*TASK DETAILS:* Return every one of the following items word for word, changing nothing.

::::

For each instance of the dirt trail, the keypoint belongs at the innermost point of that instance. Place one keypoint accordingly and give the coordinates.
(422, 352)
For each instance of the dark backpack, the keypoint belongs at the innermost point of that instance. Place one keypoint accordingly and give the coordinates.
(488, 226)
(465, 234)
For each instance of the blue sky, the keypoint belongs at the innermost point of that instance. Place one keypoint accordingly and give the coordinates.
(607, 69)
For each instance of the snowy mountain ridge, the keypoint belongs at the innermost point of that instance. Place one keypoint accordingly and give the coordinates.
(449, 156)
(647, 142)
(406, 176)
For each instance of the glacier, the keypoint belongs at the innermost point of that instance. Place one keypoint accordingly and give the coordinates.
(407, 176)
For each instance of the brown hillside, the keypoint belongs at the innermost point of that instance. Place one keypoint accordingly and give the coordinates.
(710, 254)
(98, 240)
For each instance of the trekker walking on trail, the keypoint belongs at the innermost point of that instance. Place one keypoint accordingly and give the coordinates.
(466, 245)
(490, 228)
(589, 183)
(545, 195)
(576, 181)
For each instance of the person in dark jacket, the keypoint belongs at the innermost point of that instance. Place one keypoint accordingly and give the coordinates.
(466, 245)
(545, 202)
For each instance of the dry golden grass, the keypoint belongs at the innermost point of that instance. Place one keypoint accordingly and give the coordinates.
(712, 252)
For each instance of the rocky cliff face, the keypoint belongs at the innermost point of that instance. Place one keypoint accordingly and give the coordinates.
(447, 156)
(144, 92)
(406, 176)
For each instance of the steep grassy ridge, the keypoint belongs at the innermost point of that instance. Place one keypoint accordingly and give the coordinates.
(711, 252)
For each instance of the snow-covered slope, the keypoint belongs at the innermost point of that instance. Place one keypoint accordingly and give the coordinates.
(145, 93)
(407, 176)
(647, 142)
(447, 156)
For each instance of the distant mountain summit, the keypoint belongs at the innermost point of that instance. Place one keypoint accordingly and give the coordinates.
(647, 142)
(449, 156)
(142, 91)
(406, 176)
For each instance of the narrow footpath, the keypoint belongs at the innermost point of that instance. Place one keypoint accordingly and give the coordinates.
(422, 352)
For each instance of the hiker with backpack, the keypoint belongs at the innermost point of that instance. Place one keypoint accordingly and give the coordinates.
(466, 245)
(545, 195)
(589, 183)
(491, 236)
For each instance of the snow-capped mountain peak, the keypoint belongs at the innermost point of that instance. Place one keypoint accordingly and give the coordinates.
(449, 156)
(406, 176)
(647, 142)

::::

*ANSWER TO THIS PROBLEM:*
For each instance of the dirt trail, the keypoint belongs at the innermost point of that instance. Place one keypoint accordingly and give the coordinates.
(422, 352)
For each instance of the dark backpack, the keypoint belongs at the innermost point of that instance. Place one keypoint accordingly and give the coordinates.
(488, 226)
(465, 234)
For each instance of the blue sky, the keypoint belongs at the innermost point of that instance. Place one keypoint accordingly and give the coordinates.
(607, 69)
For each instance of the snowy mountain ridge, the keypoint belongs at the innermost point of that instance. Place one keypoint accordingly and give the coordinates.
(449, 156)
(647, 142)
(406, 176)
For each instance of the glacier, the keypoint belongs at the innermost point of that instance. Place one keypoint accordingly and give the coordinates.
(407, 176)
For each instance of the brown hillside, the keypoint belongs at the innermost point of that instance. Place one keypoint accordingly and give the coordinates.
(710, 254)
(98, 240)
For each instance of the trekker walking on trail, the keypoint belongs at the innermost point of that instance. Place one keypoint accordingly and give the coordinates.
(466, 245)
(490, 228)
(589, 183)
(545, 195)
(576, 181)
For each instance of the person in dark jacket, the keypoint belongs at the innermost point of that instance. Place one keypoint accordingly and give the coordinates.
(466, 245)
(545, 202)
For each instance of the dry golden grass, the keypoint belongs at the innermost point of that instance. Place one keypoint accordingly and give the coordinates.
(712, 252)
For each instance of the rocky cliff face, the keypoint belongs at the innermost point of that instance. Place one keypoint accordingly and give the coordinates.
(447, 156)
(144, 92)
(406, 176)
For each instance of the steep grassy ridge, the keypoint belongs at the innermost point of that instance. Place one keypoint accordingly and give the coordinates.
(711, 252)
For each instance of the snow-covered slope, the keypoint belongs at the innermost point of that instance. Place one keypoint accordingly and give the coordinates.
(145, 93)
(407, 176)
(647, 142)
(447, 156)
For each instance of the distant mountain summit, the keypoint belongs at the innermost point of that instance. Place one keypoint accordingly and give the coordinates.
(647, 142)
(449, 156)
(142, 91)
(406, 176)
For each instance of the narrow footpath, the keypoint belongs at the innermost point of that instance. Place one keypoint accordingly and give the coordinates.
(422, 352)
For each instance of the hiker with backpack, the keypoint belongs at the innermost point of that instance. Place one keypoint accordingly and give the coordinates.
(466, 245)
(545, 195)
(589, 183)
(491, 236)
For each instance of the snow-capped mountain peak, the keypoint belongs at the innermost point of that instance. Place one keypoint accordingly and give the coordinates.
(449, 156)
(406, 176)
(647, 142)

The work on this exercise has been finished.